> [Source extract]:
PLAINTIFF’S SPOLIATION INVENTORY AND DEFENDANT’S RESPONSE
Plaintiff has identified fourteen evidentiary items that he claims were spoliated and/or not
disclosed by Defendants. Defendants have denied those allegations in their responses to each item.
This Decision and Order is guided by the contentions of the parties in their respective inventories,
which are set forth as a composite in Appendix A to this Decision and Order and are incorporated
by reference herein [sections including citations to the record for evidence in support of the
contentions, and some footnotes, have been omitted; all typographical errors are carried over from
the Word files that the parties submitted at the request of the Discovery Referee].

> [Data provided]:

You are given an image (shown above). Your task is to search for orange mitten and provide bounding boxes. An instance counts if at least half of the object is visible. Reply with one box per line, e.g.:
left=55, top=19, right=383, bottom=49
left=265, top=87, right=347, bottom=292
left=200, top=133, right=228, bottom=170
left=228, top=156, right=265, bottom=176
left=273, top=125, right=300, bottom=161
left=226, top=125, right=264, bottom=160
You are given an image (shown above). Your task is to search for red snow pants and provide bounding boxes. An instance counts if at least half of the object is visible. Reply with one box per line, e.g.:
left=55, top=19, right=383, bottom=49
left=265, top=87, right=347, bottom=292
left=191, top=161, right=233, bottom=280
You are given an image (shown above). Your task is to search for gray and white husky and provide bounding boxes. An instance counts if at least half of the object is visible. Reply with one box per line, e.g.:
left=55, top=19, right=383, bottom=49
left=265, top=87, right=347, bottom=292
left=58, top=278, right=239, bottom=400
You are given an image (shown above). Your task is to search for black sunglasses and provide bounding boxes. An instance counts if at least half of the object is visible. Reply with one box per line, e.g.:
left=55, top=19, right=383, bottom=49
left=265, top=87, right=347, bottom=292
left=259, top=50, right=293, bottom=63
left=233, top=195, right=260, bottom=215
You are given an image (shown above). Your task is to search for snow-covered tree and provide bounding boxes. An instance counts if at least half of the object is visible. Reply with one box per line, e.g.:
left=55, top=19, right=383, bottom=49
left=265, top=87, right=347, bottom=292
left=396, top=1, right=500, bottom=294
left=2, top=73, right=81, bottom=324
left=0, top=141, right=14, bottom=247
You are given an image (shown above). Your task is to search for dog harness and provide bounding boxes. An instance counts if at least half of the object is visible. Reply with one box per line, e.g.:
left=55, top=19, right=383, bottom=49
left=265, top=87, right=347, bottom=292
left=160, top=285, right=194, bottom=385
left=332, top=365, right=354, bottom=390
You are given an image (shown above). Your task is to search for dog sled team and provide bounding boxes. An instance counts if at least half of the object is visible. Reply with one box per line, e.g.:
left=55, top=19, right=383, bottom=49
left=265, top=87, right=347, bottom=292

> [What you need to do]: According to the spoliation inventory excerpt, how many evidentiary items does Plaintiff claim were spoliated and/or not disclosed by Defendants?

> [Task response]: Fourteen.